Document extract:
━━━━━━━━━━━━━━━━━━━━

An opioid (sometimes called narcotic) is a substance that is derived from the opium poppy plant. There are also synthetic (man-made from the lab) opioids such as fentanyl and illegal street opioids such as heroin. It is a class of drugs that include the illicit drug heroin as well as the licit prescription pain relievers – oxycodone, hydrocodone, codeine, morphine, fentanyl and others. Opioids are chemically related and interact with opioid receptors on nerve cells in the brain and nervous system to produce pleasurable effects and relieve pain.
Statistics shows that:
- Nearly 500,000 people died from overdoses involving any opioid, including prescription and illicit opioids, from 1999-2019 – CDC.
- Over 70% of drug overdose deaths in 2019 involved an opioid – CDC.
- Overdose deaths involving opioids, including prescription opioids, heroin, and synthetic opioids (like fentanyl), have increased over six times since 1999 – CDC.
- Overdoses involving opioids killed nearly 50,000 people in 2019, and nearly 73% of those deaths involved synthetic opioids – CDC.
- 3,900 people will use a prescription opioid outside of legitimate medical purposes and supervision. These prescription drugs are many times obtained through theft, fraud, or otherwise diverted from people with legitimate, medically-appropriate prescriptions – DOJ.
- The change in heroin administration routes to pill form, coupled with the rise of counterfeit pills often containing heroin, fentanyl, and fentanyl derivatives, has caused unwitting users who purchase drugs on the street to overdose and die in record numbers – DOJ.
- Heroin has invaded rural towns and urban cities alike and does not discriminate among socio-economic lines, race, age, or gender – DOJ.
- Around 20% to 30% of prescription opioid users could be abusing them.
- Up to 12% of those abusing prescription opioids could develop an addiction.
- Women are more likely to have chronic pain, be prescribed prescription pain relievers, be given higher doses, and use them for longer time periods than men. Women may become dependent on prescription pain relievers more quickly than men – ASAM.
- 48,000 women died of prescription pain reliever overdoses between 1999 and 2010 – ASAM.
- Prescription pain reliever overdose deaths among women increased more than 400% from 1999 to 2010, compared to 237% among men – ASAM.

━━━━━━━━━━━━━━━━━━━━

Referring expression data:

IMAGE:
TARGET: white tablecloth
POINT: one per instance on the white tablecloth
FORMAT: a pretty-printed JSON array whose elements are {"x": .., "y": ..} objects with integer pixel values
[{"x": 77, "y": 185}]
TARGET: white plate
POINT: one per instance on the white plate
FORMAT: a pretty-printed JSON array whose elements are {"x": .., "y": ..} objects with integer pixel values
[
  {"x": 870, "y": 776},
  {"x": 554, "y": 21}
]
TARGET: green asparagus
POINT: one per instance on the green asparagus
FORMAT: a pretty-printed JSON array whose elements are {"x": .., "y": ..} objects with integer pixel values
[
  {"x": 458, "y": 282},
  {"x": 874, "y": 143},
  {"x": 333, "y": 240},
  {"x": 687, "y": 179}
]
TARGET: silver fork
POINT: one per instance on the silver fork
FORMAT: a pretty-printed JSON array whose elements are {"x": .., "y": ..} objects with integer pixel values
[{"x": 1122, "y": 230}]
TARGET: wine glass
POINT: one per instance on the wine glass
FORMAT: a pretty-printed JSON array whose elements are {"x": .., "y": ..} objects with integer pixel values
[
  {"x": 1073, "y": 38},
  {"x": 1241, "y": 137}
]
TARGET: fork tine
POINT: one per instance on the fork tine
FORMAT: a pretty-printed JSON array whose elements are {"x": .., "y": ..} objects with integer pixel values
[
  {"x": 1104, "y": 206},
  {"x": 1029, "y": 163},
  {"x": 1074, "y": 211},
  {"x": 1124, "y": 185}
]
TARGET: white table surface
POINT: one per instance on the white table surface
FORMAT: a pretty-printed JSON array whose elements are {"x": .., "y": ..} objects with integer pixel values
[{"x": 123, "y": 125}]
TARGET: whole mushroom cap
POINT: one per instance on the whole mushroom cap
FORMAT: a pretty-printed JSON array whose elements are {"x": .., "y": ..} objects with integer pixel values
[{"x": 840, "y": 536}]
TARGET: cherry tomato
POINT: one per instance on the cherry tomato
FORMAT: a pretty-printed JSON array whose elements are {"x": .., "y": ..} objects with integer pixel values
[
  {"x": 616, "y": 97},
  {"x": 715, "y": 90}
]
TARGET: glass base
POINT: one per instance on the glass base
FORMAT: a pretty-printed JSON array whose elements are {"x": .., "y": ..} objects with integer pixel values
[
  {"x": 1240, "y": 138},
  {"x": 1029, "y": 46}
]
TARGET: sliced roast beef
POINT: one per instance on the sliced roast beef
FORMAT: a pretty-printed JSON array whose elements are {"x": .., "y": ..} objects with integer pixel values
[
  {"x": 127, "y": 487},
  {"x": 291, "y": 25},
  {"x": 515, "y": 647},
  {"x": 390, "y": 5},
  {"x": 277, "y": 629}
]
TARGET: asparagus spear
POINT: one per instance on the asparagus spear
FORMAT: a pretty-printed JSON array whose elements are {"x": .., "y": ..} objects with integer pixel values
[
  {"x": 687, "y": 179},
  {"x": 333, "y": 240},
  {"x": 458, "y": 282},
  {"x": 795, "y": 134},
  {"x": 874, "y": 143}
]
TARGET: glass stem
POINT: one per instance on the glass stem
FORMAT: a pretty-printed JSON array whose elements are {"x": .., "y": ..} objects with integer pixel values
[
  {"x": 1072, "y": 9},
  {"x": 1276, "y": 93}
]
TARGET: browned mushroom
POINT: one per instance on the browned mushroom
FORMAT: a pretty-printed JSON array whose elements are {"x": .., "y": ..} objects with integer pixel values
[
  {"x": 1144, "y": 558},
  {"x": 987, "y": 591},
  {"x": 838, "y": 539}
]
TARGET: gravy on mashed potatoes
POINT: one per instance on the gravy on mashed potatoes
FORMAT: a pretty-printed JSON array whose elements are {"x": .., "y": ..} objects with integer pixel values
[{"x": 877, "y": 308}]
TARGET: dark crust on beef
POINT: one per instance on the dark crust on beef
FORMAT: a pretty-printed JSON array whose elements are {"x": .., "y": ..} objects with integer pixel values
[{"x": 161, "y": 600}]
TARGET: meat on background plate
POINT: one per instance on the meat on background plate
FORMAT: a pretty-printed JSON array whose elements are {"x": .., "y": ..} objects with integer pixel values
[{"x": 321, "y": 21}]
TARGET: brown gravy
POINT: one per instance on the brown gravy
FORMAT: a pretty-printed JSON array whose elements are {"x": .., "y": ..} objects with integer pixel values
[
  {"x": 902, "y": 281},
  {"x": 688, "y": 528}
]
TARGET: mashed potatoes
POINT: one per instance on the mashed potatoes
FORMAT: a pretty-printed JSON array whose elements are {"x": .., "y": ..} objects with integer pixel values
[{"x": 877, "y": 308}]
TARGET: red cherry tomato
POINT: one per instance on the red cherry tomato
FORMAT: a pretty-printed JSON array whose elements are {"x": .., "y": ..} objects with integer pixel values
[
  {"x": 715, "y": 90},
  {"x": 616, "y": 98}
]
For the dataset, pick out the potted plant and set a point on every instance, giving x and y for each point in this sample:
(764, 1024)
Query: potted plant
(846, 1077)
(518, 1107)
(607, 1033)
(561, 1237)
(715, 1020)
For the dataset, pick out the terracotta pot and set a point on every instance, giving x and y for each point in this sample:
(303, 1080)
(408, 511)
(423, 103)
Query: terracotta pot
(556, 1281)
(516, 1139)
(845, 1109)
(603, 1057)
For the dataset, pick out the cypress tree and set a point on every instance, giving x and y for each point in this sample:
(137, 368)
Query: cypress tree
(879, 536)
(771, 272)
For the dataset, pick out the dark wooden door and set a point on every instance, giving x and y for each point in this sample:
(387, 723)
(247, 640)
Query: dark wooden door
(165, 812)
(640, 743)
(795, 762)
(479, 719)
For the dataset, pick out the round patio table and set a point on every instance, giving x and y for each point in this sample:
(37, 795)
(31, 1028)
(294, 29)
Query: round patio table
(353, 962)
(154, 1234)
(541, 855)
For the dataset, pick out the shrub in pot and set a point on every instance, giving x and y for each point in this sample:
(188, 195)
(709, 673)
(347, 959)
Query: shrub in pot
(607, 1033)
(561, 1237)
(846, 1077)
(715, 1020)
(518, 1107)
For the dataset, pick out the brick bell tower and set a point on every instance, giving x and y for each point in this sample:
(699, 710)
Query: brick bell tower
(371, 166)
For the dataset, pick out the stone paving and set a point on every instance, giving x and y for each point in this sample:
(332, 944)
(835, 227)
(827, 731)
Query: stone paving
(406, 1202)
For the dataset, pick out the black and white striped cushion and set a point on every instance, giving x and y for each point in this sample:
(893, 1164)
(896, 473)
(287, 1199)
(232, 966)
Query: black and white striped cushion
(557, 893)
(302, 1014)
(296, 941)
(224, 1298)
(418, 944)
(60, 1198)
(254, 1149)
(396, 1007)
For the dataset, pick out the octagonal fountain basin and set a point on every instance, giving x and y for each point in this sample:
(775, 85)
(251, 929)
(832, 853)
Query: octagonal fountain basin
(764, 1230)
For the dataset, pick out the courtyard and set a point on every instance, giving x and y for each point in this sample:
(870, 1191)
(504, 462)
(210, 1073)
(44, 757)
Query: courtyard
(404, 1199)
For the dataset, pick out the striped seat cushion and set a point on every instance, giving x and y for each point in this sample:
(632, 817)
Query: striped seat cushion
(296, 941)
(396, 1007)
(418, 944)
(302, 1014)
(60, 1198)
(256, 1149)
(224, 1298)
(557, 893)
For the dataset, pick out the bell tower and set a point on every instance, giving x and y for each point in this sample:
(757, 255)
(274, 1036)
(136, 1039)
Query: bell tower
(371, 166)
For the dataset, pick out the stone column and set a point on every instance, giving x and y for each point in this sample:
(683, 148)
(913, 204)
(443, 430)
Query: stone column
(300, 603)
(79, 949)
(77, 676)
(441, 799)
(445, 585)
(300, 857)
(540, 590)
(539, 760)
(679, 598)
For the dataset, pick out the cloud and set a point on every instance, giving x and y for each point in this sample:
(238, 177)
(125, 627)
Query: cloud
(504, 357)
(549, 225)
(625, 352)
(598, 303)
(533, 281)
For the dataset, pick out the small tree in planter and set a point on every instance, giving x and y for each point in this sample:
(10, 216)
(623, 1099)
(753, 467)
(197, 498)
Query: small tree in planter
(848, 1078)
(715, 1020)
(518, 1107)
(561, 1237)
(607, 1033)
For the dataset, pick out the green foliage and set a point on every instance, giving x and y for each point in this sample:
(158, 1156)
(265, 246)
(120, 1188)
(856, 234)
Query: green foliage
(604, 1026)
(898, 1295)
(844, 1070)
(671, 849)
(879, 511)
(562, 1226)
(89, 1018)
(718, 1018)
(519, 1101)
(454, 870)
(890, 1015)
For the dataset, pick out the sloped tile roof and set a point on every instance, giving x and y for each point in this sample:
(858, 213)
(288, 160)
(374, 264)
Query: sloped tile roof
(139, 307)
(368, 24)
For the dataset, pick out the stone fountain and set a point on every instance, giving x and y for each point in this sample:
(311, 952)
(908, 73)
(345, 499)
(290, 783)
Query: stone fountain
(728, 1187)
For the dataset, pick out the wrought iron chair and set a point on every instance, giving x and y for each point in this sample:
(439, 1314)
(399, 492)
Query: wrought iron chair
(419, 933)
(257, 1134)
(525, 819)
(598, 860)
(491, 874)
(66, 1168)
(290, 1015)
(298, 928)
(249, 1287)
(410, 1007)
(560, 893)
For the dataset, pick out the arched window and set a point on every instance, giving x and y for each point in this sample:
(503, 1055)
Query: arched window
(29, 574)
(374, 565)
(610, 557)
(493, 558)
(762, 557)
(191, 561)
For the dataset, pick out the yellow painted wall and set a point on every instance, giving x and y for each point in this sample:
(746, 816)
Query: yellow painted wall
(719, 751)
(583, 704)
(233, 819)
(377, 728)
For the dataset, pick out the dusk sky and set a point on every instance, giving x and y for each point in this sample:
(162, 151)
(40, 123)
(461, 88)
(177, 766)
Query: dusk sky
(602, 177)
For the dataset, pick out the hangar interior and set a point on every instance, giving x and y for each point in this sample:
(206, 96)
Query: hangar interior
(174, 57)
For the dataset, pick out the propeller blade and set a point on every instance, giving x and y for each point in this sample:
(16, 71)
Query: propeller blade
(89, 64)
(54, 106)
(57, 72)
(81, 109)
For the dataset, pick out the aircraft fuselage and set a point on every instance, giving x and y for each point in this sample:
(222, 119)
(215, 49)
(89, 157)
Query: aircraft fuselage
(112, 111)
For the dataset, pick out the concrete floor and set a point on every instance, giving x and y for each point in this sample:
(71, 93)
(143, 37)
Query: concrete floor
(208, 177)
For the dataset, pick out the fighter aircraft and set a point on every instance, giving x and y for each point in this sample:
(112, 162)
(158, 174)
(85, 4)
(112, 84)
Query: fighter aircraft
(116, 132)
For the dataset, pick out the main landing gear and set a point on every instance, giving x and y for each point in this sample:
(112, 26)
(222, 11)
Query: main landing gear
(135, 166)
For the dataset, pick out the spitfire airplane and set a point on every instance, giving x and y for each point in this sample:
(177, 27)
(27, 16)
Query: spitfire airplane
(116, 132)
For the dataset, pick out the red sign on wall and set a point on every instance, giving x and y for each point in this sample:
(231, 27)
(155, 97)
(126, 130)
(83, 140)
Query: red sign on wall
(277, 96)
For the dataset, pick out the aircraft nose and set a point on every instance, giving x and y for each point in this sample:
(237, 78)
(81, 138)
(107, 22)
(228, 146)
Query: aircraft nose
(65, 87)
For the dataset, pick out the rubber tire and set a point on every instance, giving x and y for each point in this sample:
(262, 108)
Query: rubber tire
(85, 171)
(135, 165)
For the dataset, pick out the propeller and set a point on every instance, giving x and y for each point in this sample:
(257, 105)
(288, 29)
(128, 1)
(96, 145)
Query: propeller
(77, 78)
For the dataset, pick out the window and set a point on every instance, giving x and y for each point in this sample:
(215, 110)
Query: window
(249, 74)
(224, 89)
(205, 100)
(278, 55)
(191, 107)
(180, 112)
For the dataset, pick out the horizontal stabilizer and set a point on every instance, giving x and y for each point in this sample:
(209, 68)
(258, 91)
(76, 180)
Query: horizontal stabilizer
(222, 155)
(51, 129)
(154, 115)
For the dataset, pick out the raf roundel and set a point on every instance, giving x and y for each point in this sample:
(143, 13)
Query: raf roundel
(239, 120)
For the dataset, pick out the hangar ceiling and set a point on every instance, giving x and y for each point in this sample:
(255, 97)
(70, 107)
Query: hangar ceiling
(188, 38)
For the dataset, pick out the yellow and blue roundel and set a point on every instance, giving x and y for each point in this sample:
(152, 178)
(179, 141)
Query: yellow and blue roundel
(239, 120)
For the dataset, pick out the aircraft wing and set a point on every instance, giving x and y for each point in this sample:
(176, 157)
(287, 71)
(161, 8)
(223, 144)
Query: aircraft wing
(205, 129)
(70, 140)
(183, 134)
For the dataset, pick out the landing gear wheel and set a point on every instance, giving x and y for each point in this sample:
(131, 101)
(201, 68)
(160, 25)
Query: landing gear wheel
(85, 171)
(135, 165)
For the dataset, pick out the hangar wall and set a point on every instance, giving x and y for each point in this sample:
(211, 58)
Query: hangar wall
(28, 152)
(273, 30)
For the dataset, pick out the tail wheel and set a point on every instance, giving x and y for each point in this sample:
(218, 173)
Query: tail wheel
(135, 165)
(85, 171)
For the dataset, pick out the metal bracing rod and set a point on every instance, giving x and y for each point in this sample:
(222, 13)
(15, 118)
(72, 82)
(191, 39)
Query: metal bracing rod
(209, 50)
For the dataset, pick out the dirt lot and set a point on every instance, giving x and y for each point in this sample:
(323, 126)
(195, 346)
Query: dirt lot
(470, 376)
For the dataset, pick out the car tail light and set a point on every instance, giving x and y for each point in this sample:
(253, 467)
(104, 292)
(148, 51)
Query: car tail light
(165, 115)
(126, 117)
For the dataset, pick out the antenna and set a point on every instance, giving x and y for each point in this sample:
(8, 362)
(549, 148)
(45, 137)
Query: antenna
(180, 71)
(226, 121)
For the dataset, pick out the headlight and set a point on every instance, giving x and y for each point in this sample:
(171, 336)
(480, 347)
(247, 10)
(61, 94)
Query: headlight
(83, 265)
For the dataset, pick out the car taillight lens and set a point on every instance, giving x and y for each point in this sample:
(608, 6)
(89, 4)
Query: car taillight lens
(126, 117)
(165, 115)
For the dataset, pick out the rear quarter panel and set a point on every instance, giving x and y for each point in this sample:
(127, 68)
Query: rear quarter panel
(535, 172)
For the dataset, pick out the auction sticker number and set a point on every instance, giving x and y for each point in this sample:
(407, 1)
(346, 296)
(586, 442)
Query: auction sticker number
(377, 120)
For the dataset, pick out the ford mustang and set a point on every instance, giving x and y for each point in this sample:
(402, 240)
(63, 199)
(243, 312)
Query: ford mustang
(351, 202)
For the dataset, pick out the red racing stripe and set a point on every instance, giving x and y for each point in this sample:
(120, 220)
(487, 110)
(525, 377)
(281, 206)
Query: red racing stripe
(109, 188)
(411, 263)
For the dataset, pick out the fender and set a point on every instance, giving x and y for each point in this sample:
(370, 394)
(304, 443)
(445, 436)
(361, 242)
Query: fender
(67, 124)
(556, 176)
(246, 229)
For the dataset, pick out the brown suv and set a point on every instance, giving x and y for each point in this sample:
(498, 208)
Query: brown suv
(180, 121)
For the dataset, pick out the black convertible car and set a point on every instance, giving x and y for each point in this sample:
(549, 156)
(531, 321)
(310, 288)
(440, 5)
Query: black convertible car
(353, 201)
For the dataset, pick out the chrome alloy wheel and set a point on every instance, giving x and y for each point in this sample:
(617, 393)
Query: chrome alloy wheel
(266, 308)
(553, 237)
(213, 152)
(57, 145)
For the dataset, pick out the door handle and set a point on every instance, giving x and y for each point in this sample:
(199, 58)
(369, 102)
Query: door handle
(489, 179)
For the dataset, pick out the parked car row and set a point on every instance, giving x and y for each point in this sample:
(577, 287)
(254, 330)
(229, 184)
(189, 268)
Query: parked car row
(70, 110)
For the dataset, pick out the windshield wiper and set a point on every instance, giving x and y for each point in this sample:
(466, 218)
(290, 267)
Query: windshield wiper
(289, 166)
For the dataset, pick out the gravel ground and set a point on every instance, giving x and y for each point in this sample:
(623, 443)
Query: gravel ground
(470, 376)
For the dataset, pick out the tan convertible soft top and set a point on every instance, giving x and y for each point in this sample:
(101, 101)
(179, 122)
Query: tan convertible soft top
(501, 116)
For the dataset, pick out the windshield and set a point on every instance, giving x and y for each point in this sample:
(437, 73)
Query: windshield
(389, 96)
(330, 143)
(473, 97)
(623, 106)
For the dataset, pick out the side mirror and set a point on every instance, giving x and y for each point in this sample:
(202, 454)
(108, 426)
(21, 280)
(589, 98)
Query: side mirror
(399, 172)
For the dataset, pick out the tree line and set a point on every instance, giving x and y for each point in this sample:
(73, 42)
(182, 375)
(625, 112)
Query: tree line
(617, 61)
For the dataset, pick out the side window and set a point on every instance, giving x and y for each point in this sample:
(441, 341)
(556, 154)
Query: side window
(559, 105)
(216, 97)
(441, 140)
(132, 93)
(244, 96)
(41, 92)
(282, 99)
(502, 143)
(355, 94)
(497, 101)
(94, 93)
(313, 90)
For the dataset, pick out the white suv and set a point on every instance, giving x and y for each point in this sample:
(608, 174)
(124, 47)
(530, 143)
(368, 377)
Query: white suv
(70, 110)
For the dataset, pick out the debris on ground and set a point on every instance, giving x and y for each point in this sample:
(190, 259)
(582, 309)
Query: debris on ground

━━━━━━━━━━━━━━━━━━━━

Exercises to complete:
**1)** Name every licit prescription pain reliever that the opioid text lists by name as part of the opioid drug class.
**2)** Using the opioid text, decide whether each statement holds: (a) more than 70% of drug overdose deaths in 2019 involved an opioid; (b) prescription pain reliever overdose deaths among men rose more than 400% from 1999 to 2010; (c) heroin is described as limited to urban cities.
**3)** Carry the opioid text forward from its final statistic on prescription pain reliever deaths among women and men.

Task results:
**1)** oxycodone, hydrocodone, codeine, morphine, fentanyl

**2)**
(a) Yes: "Over 70% of drug overdose deaths in 2019 involved an opioid"
(b) No: "increased more than 400% from 1999 to 2010, compared to 237% among men"
(c) No: "Heroin has invaded rural towns and urban cities alike"

**3)**
Types of Opioids
Prescription opioids include:
- Oxycodone (Oxycontin),
- Hydrocodone (Vicodin),
- Fentanyl, and
Illegal opioids include:
- Heroin, and
- Street Fentanyl
Signs and Symptoms of Opioid Addiction
Some signs to look out for include:
- Irritable, nervous and/or cranky,
- Mixing in with different groups and changing friend circles,
- Avoiding time with family and friends, preferring to spend time alone in isolation,
- Being very tired and sad, and other signs that might be depression,
- Lack of hygiene, not bathing or brushing teeth,
- Loss of interest in activities, things that used to interest them no longer do,
- Change in eating habits, either increased or decreased, and
- Quick mood changes.
Effects of Opioid Addiction
Several short-term effects of opioid addiction may produce:
- Inability to talk,
- Blue skin color and dark-colored lips,
- Slow, shallow breathing,
- Nausea, vomiting or making gurgling noises, and
Several Long-term effects of opioid addiction may produce:
- Opioids use can affect liver. They cause liver damage, especially if you use them along with acetaminophen,
- Brain damage due to hypoxia, due to respiratory depression,
- Opioids are addictive. When taken for a long time, the body gets used to the drug and may begin to need more and more to feel the effects,
- Difficulty in sleeping and insomnia,
- Nausea; diarrhea,
- Hot and/or cold flushes,
- Muscle twitches and cramp, sometimes severe,
- High levels of anxiety and agitation,
- Depression, often severe and can be long lasting, even after recovering from addiction, and
- Abdominal distention and bloating.